**AIM OF THE TASK**. Please show each line of the items below that contains the word "window". Case matters, so uppercase and lowercase letters must match.

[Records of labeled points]
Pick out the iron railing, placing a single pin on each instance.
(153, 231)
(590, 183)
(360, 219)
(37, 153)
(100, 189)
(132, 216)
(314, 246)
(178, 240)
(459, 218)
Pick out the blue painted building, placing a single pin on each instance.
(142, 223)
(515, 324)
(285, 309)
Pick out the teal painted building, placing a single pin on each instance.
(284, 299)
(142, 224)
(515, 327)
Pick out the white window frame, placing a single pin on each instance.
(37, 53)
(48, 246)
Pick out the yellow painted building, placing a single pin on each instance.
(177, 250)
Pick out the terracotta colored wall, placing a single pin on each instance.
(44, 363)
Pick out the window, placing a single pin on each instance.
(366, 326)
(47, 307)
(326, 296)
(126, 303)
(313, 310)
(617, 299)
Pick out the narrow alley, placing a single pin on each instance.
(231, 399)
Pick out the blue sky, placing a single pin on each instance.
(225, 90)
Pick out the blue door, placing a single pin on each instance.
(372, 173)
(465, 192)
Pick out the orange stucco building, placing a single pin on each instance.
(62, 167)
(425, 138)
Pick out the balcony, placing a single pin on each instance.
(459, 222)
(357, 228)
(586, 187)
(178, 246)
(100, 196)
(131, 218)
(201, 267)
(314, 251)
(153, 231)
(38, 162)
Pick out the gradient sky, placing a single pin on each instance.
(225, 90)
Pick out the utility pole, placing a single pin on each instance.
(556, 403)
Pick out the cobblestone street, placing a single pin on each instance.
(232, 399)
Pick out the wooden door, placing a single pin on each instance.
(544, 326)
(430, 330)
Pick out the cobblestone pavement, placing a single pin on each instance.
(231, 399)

--

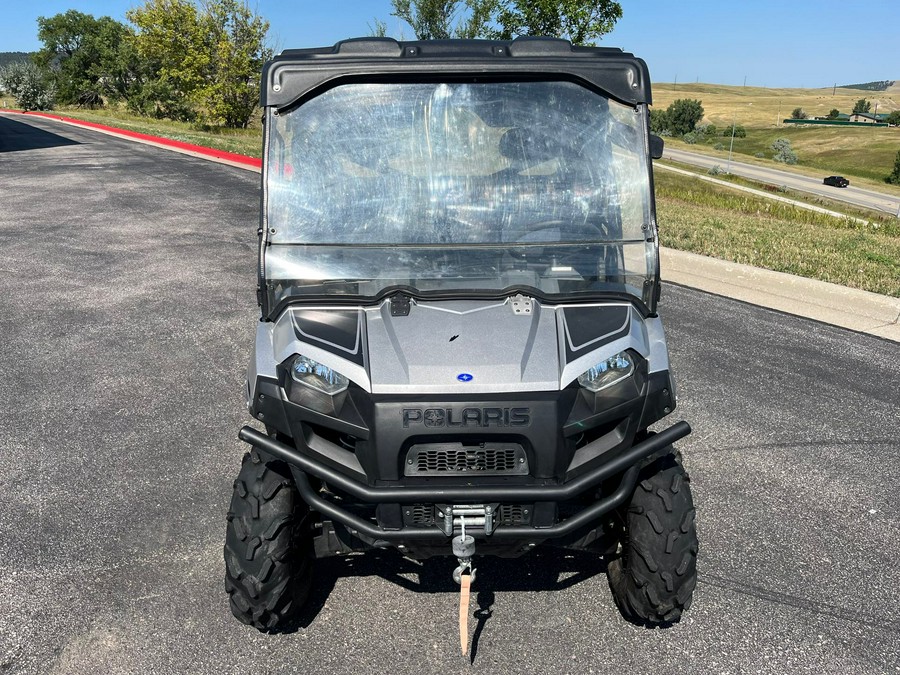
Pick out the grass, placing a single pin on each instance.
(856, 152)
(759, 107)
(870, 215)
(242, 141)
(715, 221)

**PROBLEM SOLUTION**.
Pick out the white window frame, placing a single pin on each instance.
Pick out the window, placing a single pin on each instance.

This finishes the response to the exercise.